DOCUMENT PASSAGE.
•••••
In other words, we're going to “pull a Canonical”.

So, here's what a 64-bit ELF file header looks like:

Now, I realize that's a lot to take in - a lot of this stuff doesn't make sense yet.

Before we start writing any code, let's do some basic exploration by hand. According to that diagram, at offset 62 in the file, there's an “index of entry with section names”. For our hello executable, that's…

$ # -s = seek, -l = length
$ xxd -s 62 -l 2 ./hello
0000003e: 0500                                     ..

The bytes 05 and 00 - now, we're dealing with a little-endian file, so that means 0x0005, which is just 5. So the fifth section header in the table contains section names.

At this point we have no idea what sections are, but I think it's safe to say that the file is divided into them and that their beginning and size is stored in those section headers.

The section header table starts at…

$ # -g = group size, -e = little-endian
$ xxd -s 40 -l 8 -g 8 -e ./hello
00000028: 0000000000002140

0x2140, which is…

$ echo $((0x2140))
8512
Cool bear's hot tip

Even though xxd itself doesn't support hexadecimal notation, we can perform shell arithmetic with $((expr))!

According to the Wikipedia page on ELF, every section header contains the offset in the file where the section data is stored… at offset 0x18!

Every section header has length 0x40, and we want the fifth one, so…

$ xxd -s $((0x2140 + 0x40 * 5 + 0x18)) -l 8 -g 8 -e ./hello
00002298: 0000000000002118                   .!......

That means that the data of the section that contains section names should be at 0x2118. Let's check it out:

$ xxd -s $((0x2118)) ./hello | head -4
00002118: 002e 7379 6d74 6162 002e 7374 7274 6162  ..symtab..strtab
00002128: 002e 7368 7374 7274 6162 002e 7465 7874  ..shstrtab..text
00002138: 002e 6461 7461 0000 0000 0000 0000 0000  ..data..........
•••••
INFORMATION SUPPLIED.
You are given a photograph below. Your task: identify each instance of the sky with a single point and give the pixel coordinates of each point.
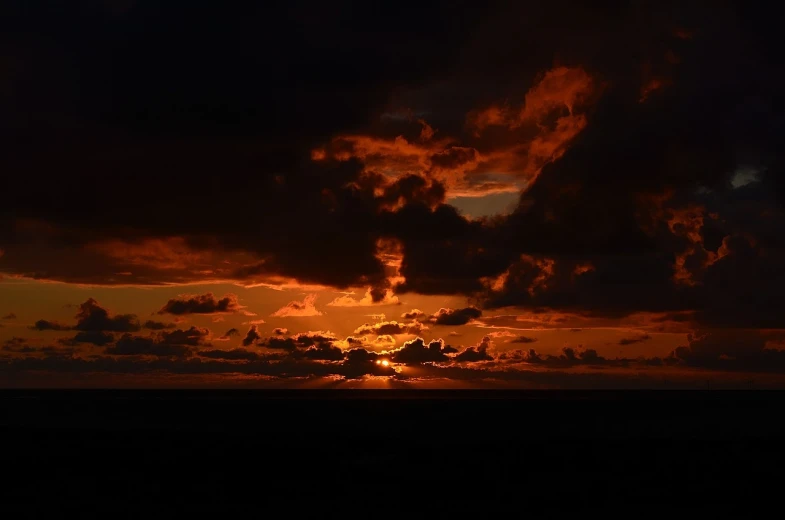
(357, 195)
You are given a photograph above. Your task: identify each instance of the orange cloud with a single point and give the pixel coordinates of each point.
(366, 301)
(295, 308)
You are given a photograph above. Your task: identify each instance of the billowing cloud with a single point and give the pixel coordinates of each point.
(634, 339)
(229, 334)
(392, 328)
(129, 345)
(252, 336)
(416, 352)
(367, 300)
(643, 178)
(157, 325)
(94, 337)
(296, 308)
(93, 317)
(476, 353)
(455, 316)
(201, 304)
(49, 325)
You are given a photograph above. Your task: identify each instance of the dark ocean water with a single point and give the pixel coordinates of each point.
(286, 453)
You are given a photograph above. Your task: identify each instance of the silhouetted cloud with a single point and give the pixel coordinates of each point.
(455, 316)
(157, 325)
(476, 353)
(49, 325)
(391, 328)
(636, 339)
(416, 352)
(94, 337)
(299, 309)
(251, 336)
(201, 304)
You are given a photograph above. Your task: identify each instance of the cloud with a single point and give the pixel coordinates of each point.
(476, 353)
(229, 334)
(636, 339)
(157, 325)
(238, 354)
(49, 325)
(455, 316)
(731, 350)
(628, 201)
(392, 328)
(129, 345)
(201, 304)
(93, 317)
(299, 308)
(94, 337)
(413, 314)
(366, 301)
(252, 336)
(193, 336)
(523, 339)
(416, 352)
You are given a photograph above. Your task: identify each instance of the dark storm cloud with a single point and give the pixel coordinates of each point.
(193, 336)
(229, 334)
(600, 230)
(251, 336)
(391, 328)
(93, 317)
(157, 325)
(413, 314)
(200, 304)
(416, 351)
(476, 353)
(94, 337)
(49, 325)
(635, 339)
(733, 350)
(523, 339)
(129, 345)
(211, 123)
(455, 316)
(238, 354)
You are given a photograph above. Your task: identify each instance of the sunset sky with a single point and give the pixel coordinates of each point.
(339, 194)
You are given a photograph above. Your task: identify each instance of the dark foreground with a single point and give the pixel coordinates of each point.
(159, 454)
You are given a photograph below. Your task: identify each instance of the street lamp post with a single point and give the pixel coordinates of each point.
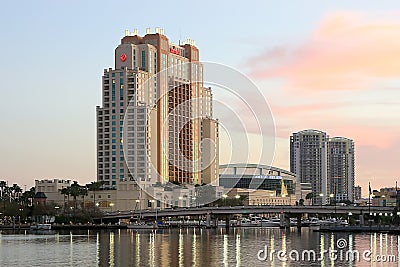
(321, 195)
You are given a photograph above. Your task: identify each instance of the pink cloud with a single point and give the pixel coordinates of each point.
(347, 51)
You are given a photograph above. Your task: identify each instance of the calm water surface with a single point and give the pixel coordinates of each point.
(195, 247)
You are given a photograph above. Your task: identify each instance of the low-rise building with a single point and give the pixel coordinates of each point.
(51, 188)
(385, 197)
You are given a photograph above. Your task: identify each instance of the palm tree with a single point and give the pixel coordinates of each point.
(95, 186)
(27, 197)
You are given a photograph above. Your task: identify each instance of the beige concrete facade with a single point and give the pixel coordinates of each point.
(52, 187)
(262, 197)
(149, 126)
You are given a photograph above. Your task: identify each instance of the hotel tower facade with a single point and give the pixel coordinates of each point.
(155, 124)
(327, 163)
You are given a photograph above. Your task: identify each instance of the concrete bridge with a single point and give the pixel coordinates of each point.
(226, 212)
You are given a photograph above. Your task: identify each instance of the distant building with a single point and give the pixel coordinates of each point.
(326, 163)
(357, 192)
(262, 197)
(261, 184)
(308, 159)
(385, 197)
(52, 187)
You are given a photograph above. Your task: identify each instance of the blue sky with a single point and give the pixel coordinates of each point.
(53, 54)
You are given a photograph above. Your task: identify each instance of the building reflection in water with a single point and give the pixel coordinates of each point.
(236, 247)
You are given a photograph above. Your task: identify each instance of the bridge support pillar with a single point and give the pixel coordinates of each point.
(361, 218)
(299, 222)
(208, 220)
(284, 221)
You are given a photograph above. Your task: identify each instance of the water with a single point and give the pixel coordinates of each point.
(195, 247)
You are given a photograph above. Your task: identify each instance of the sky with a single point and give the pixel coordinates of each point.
(327, 65)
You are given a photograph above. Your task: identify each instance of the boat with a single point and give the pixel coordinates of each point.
(40, 226)
(255, 221)
(273, 222)
(293, 221)
(142, 226)
(315, 222)
(244, 222)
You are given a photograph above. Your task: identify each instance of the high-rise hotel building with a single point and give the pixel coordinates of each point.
(308, 159)
(326, 163)
(155, 123)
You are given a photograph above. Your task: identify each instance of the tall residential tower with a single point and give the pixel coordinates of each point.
(326, 163)
(155, 115)
(341, 168)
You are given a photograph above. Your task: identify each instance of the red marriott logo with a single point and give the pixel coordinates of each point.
(123, 57)
(173, 50)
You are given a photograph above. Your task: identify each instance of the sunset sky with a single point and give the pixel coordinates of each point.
(332, 66)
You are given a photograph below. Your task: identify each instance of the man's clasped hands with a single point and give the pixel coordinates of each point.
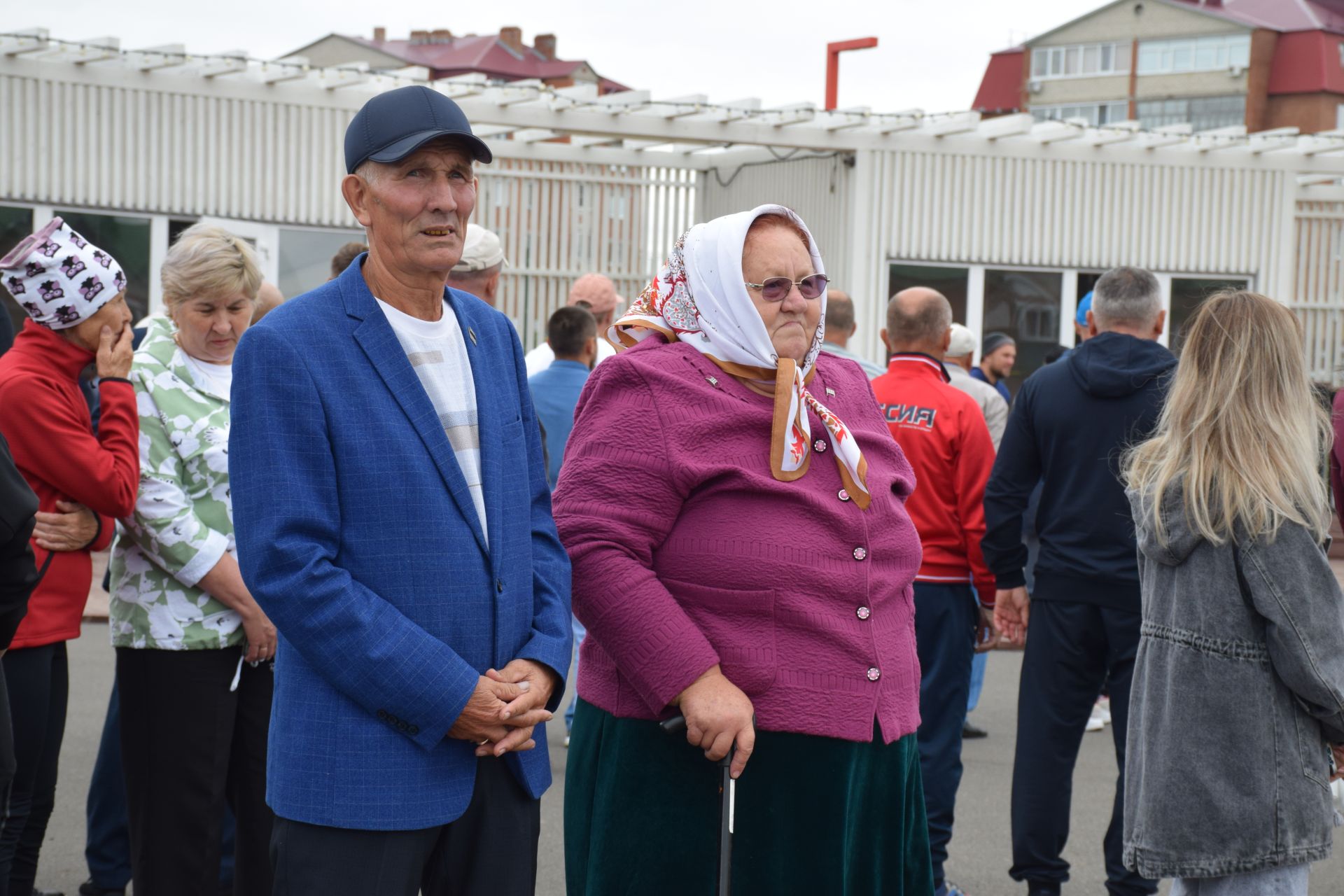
(505, 707)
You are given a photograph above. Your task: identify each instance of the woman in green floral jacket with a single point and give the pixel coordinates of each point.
(194, 649)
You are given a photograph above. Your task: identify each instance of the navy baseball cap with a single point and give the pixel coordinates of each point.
(1084, 307)
(396, 124)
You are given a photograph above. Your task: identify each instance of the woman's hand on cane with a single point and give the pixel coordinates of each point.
(717, 715)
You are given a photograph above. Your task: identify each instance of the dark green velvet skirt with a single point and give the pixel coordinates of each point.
(815, 816)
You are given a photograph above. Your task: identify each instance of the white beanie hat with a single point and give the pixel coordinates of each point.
(59, 277)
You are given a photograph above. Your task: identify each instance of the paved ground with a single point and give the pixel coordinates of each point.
(980, 852)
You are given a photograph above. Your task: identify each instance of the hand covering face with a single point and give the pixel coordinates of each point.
(701, 298)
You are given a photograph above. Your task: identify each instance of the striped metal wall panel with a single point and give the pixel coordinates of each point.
(1319, 293)
(816, 188)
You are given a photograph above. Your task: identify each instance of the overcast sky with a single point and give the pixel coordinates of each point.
(930, 55)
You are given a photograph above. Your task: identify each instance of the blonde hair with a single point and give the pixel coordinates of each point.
(209, 261)
(1242, 434)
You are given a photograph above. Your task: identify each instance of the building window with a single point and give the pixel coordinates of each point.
(305, 257)
(1203, 113)
(1194, 54)
(952, 282)
(127, 239)
(1085, 61)
(1094, 113)
(1025, 305)
(1187, 296)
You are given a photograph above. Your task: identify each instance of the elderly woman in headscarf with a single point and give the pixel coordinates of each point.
(76, 298)
(734, 508)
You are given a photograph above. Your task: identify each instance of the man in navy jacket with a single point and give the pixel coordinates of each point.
(1068, 430)
(393, 519)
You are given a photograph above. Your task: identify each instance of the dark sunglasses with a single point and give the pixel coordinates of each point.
(776, 289)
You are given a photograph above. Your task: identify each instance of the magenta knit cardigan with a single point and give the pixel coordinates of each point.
(687, 552)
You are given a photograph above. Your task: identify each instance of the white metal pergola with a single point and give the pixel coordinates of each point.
(524, 118)
(585, 182)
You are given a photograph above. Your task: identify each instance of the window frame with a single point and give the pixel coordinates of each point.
(1054, 61)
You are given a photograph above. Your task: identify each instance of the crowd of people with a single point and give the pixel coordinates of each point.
(355, 546)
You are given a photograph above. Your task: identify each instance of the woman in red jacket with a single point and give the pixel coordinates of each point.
(74, 295)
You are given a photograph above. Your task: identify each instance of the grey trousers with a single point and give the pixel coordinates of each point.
(1281, 881)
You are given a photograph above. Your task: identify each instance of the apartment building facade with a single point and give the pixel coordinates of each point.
(1210, 64)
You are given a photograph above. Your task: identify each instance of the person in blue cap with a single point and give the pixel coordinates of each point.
(1081, 328)
(997, 355)
(394, 522)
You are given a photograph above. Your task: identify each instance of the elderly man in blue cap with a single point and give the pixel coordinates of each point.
(393, 519)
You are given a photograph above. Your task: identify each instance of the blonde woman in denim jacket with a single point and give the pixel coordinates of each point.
(1238, 696)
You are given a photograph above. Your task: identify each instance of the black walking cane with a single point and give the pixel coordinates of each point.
(727, 794)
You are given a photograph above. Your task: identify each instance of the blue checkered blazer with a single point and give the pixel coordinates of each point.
(358, 535)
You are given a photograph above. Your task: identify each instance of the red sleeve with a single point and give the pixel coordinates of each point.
(1338, 457)
(974, 461)
(54, 442)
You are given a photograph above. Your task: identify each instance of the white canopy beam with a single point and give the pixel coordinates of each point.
(155, 58)
(26, 41)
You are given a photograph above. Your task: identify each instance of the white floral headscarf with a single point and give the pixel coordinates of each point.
(701, 298)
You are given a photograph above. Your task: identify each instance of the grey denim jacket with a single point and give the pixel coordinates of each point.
(1238, 687)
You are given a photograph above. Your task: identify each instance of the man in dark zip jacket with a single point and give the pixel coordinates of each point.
(18, 580)
(1068, 430)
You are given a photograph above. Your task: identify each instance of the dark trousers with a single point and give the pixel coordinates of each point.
(191, 748)
(491, 849)
(38, 681)
(106, 822)
(945, 634)
(106, 828)
(1072, 649)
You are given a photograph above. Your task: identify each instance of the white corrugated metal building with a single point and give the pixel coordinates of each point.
(1011, 218)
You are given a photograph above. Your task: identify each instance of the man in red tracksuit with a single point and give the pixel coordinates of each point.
(76, 298)
(944, 435)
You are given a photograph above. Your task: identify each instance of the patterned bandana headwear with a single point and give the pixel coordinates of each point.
(701, 298)
(59, 277)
•••••
In the ELF header walkthrough, at what offset in the file does the section header table start?

It starts at offset 0x2140, which is 8512.